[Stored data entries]

- - -

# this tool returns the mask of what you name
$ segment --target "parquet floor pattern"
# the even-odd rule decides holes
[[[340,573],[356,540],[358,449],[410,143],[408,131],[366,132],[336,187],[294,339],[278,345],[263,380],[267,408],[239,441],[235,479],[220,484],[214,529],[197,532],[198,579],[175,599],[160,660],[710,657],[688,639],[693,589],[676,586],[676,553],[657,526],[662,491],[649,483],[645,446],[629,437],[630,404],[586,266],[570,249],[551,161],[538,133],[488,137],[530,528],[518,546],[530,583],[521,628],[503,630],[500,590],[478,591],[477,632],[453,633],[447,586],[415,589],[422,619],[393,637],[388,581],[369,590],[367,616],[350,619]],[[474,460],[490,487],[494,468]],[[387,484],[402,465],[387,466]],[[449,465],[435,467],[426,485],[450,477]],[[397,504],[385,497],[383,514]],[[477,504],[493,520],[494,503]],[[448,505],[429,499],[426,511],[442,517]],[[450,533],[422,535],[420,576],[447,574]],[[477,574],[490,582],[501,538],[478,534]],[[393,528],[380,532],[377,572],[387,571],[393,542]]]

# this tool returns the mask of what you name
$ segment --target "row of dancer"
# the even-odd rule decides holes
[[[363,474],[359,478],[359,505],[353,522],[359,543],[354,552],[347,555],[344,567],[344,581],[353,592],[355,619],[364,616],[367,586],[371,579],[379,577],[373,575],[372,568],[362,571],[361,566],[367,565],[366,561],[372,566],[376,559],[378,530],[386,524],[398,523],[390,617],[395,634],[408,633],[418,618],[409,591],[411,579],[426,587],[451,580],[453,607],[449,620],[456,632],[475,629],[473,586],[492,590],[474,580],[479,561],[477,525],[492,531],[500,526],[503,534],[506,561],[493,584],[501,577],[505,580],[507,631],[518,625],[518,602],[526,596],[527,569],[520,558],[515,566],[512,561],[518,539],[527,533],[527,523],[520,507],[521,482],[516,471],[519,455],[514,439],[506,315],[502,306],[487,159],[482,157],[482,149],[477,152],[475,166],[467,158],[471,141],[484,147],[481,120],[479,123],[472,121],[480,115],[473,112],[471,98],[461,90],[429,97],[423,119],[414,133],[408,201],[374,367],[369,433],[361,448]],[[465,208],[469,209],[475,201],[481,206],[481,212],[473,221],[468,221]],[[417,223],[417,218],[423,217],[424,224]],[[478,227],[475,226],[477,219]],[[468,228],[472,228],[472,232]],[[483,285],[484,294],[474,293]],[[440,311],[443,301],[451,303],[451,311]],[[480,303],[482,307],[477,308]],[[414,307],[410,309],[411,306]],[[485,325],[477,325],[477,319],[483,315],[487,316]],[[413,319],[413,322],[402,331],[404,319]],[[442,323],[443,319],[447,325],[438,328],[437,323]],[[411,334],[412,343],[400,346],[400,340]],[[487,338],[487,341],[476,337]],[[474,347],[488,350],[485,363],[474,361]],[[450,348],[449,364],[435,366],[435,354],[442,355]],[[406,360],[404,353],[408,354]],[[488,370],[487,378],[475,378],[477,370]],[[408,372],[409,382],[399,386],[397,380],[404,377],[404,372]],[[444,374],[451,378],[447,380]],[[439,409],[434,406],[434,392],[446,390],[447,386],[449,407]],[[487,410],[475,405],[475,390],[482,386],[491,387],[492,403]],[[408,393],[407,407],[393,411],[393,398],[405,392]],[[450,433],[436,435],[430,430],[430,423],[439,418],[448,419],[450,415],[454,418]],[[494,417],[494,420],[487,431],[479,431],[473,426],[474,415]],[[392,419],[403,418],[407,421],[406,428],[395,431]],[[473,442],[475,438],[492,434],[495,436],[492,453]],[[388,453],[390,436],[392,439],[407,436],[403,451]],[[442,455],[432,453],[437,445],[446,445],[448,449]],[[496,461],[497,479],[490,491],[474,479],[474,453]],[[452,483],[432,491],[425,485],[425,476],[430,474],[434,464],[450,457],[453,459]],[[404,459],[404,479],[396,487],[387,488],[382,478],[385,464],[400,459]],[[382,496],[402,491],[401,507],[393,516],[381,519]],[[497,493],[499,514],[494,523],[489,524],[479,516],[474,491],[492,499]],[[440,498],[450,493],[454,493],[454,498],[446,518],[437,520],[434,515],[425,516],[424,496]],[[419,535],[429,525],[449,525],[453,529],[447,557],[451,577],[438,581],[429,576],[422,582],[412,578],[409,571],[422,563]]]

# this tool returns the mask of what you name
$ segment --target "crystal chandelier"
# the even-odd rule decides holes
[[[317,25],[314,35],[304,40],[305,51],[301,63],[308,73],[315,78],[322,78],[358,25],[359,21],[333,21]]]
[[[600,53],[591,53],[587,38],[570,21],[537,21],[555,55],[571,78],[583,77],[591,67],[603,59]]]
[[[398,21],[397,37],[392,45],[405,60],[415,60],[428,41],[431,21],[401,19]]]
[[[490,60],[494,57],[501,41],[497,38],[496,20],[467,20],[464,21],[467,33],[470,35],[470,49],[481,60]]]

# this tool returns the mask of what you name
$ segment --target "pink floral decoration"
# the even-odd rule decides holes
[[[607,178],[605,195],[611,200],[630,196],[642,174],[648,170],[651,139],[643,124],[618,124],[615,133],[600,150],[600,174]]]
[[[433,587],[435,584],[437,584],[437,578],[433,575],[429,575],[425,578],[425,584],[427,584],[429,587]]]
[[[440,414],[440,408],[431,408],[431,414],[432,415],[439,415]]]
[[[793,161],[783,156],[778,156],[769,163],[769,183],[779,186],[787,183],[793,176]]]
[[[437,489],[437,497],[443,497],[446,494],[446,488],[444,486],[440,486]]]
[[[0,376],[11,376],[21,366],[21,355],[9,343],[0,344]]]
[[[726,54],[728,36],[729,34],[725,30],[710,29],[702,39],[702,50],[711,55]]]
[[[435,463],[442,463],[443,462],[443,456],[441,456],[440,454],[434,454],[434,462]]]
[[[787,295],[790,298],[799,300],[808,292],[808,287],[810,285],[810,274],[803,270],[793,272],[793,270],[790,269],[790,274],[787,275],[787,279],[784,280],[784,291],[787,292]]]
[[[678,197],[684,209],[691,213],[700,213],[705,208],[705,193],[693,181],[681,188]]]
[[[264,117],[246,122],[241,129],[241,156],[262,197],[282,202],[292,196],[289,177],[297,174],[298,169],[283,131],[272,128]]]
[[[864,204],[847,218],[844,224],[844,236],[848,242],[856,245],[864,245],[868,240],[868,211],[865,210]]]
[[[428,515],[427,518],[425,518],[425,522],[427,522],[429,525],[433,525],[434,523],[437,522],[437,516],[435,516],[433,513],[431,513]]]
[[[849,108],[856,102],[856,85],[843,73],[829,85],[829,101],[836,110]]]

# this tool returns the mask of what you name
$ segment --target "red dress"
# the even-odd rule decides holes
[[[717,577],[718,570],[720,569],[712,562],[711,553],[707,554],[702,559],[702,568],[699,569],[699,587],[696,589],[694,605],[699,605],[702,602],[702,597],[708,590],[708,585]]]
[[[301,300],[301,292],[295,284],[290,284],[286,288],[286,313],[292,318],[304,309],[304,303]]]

- - -

• **Problem statement**
Copy every record above verbatim and in full.

• **Answer area**
# this tool returns the mask of what you name
$ segment --target "parquet floor pattern"
# the even-odd rule decides holes
[[[340,573],[356,540],[358,449],[410,143],[408,131],[366,132],[336,187],[294,339],[278,345],[263,380],[267,408],[239,441],[235,479],[220,484],[214,529],[197,532],[198,579],[175,599],[160,660],[710,657],[688,639],[693,589],[676,586],[676,553],[657,526],[662,491],[649,483],[645,446],[629,437],[630,404],[586,266],[570,249],[551,161],[538,133],[488,137],[530,528],[518,546],[530,583],[521,628],[503,630],[500,590],[478,591],[477,632],[453,633],[447,586],[415,589],[422,619],[393,637],[388,581],[369,590],[367,616],[350,619]],[[474,460],[490,487],[494,468]],[[387,484],[402,465],[387,466]],[[449,465],[435,467],[426,485],[450,477]],[[397,504],[385,497],[383,514]],[[477,504],[493,520],[494,503]],[[448,505],[429,499],[426,511],[442,517]],[[450,533],[422,535],[420,576],[447,574]],[[477,574],[490,582],[501,538],[478,534]],[[393,528],[380,532],[377,572],[387,571],[393,542]]]

# this tool returns the mask of what you name
$ segment --target "row of dancer"
# the even-odd rule decides holes
[[[363,474],[359,478],[359,505],[353,522],[359,543],[354,552],[347,555],[344,567],[344,581],[353,592],[355,619],[364,616],[367,586],[371,579],[379,577],[373,575],[372,568],[362,571],[361,566],[367,565],[366,561],[372,566],[376,559],[378,530],[386,524],[398,523],[390,617],[395,634],[408,633],[418,618],[409,591],[411,579],[426,587],[451,580],[453,607],[449,620],[456,632],[475,629],[473,586],[492,590],[474,580],[479,561],[477,525],[492,531],[500,526],[503,534],[506,561],[493,584],[501,577],[505,580],[507,631],[518,625],[518,602],[526,596],[527,569],[520,558],[515,566],[512,561],[518,539],[527,533],[527,523],[520,507],[521,482],[516,471],[519,455],[514,439],[506,315],[502,306],[487,159],[482,157],[482,149],[477,152],[475,166],[467,158],[471,141],[484,147],[481,120],[479,123],[472,121],[480,115],[473,112],[471,98],[461,90],[429,97],[423,119],[414,133],[408,201],[374,367],[369,433],[361,448]],[[465,208],[469,209],[475,201],[481,206],[481,212],[473,221],[468,221]],[[417,223],[417,218],[423,217],[424,224]],[[478,227],[475,226],[477,219]],[[468,228],[472,228],[472,232]],[[483,285],[484,294],[474,293]],[[440,311],[443,301],[451,303],[451,311]],[[480,303],[482,307],[477,308]],[[414,307],[410,309],[411,306]],[[485,325],[477,325],[477,319],[483,315],[487,316]],[[413,319],[413,322],[402,331],[404,319]],[[442,323],[443,319],[447,325],[438,328],[437,323]],[[411,334],[412,343],[400,346],[400,340]],[[487,338],[487,341],[476,337]],[[474,347],[488,350],[485,363],[474,361]],[[450,348],[449,364],[435,366],[435,354],[442,355]],[[406,360],[404,353],[408,354]],[[488,370],[487,378],[475,378],[477,370]],[[408,372],[409,382],[399,386],[397,380],[404,377],[404,372]],[[444,374],[451,378],[447,380]],[[439,409],[434,406],[434,392],[446,390],[447,386],[449,407]],[[487,410],[475,405],[475,390],[482,386],[491,387],[492,403]],[[408,393],[407,407],[393,411],[393,398],[405,392]],[[450,433],[436,435],[430,430],[430,423],[439,418],[448,419],[450,415],[454,418]],[[494,417],[494,420],[487,431],[479,431],[473,426],[474,415]],[[392,419],[403,418],[407,421],[406,428],[395,431]],[[473,442],[475,438],[492,434],[495,436],[492,453]],[[388,453],[390,436],[392,439],[407,436],[403,451]],[[442,455],[432,453],[437,445],[446,445],[448,449]],[[496,461],[497,479],[490,491],[474,479],[474,453]],[[452,483],[432,491],[425,485],[425,476],[430,474],[434,464],[450,457],[453,459]],[[404,459],[404,479],[396,487],[387,488],[382,478],[385,464],[400,459]],[[382,496],[402,491],[401,507],[393,516],[381,519]],[[497,493],[499,514],[494,523],[489,524],[479,516],[474,491],[492,499]],[[440,498],[450,493],[454,493],[454,498],[446,518],[437,520],[434,515],[425,516],[424,496]],[[419,535],[429,525],[449,525],[453,529],[447,557],[451,577],[438,581],[429,576],[422,582],[412,578],[409,571],[422,563]]]

# this tool returns the mask of what you name
$ segment --target "crystal chandelier"
# the even-odd rule decides holes
[[[317,25],[314,35],[304,40],[305,51],[301,63],[308,73],[315,78],[322,78],[358,25],[359,21],[333,21]]]
[[[600,53],[591,53],[587,38],[570,21],[537,21],[555,55],[571,78],[583,77],[591,67],[603,59]]]
[[[398,21],[397,37],[392,45],[405,60],[415,60],[428,41],[431,21],[401,19]]]
[[[490,60],[494,57],[501,41],[497,38],[496,20],[467,20],[464,21],[467,33],[470,35],[470,49],[481,60]]]

# this tool returns the mask of what you name
$ segment --target "pink floral decoration"
# the even-odd rule decides holes
[[[607,178],[605,195],[611,200],[630,196],[642,174],[648,170],[651,139],[643,124],[618,124],[615,133],[600,150],[600,174]]]
[[[433,587],[435,584],[437,584],[437,578],[433,575],[429,575],[425,578],[425,584],[427,584],[429,587]]]
[[[440,414],[440,408],[431,408],[431,414],[432,415],[439,415]]]
[[[793,161],[783,156],[778,156],[769,163],[769,183],[779,186],[787,183],[793,176]]]
[[[437,489],[437,497],[443,497],[446,494],[446,488],[444,486],[440,486]]]
[[[0,376],[11,376],[21,366],[21,355],[9,343],[0,344]]]
[[[726,54],[728,36],[729,34],[725,30],[710,29],[702,39],[702,50],[711,55]]]
[[[435,463],[442,463],[443,462],[443,456],[441,456],[440,454],[434,454],[434,462]]]
[[[787,295],[790,298],[799,300],[808,292],[808,287],[810,285],[810,274],[803,270],[793,272],[793,270],[790,269],[790,274],[787,275],[787,279],[784,280],[784,291],[787,292]]]
[[[678,197],[684,209],[691,213],[700,213],[705,208],[705,193],[693,181],[681,188]]]
[[[264,117],[246,122],[241,129],[241,156],[262,197],[282,202],[292,196],[289,177],[297,174],[298,169],[283,131],[272,128]]]
[[[864,204],[847,218],[844,224],[844,236],[848,242],[856,245],[864,245],[868,240],[868,211],[865,210]]]
[[[428,515],[427,518],[425,518],[425,522],[427,522],[429,525],[433,525],[434,523],[437,522],[437,516],[435,516],[433,513],[431,513]]]
[[[849,108],[856,102],[856,85],[843,73],[829,85],[829,101],[836,110]]]

# this tool returns the mask of what you name
$ segment --target "red dress"
# the even-odd rule decides holes
[[[717,577],[718,570],[720,569],[712,562],[711,553],[707,554],[702,559],[702,568],[699,569],[699,587],[696,589],[694,605],[699,605],[702,602],[702,597],[708,590],[708,585]]]
[[[301,300],[301,292],[295,284],[290,284],[286,288],[286,313],[292,318],[304,309],[304,303]]]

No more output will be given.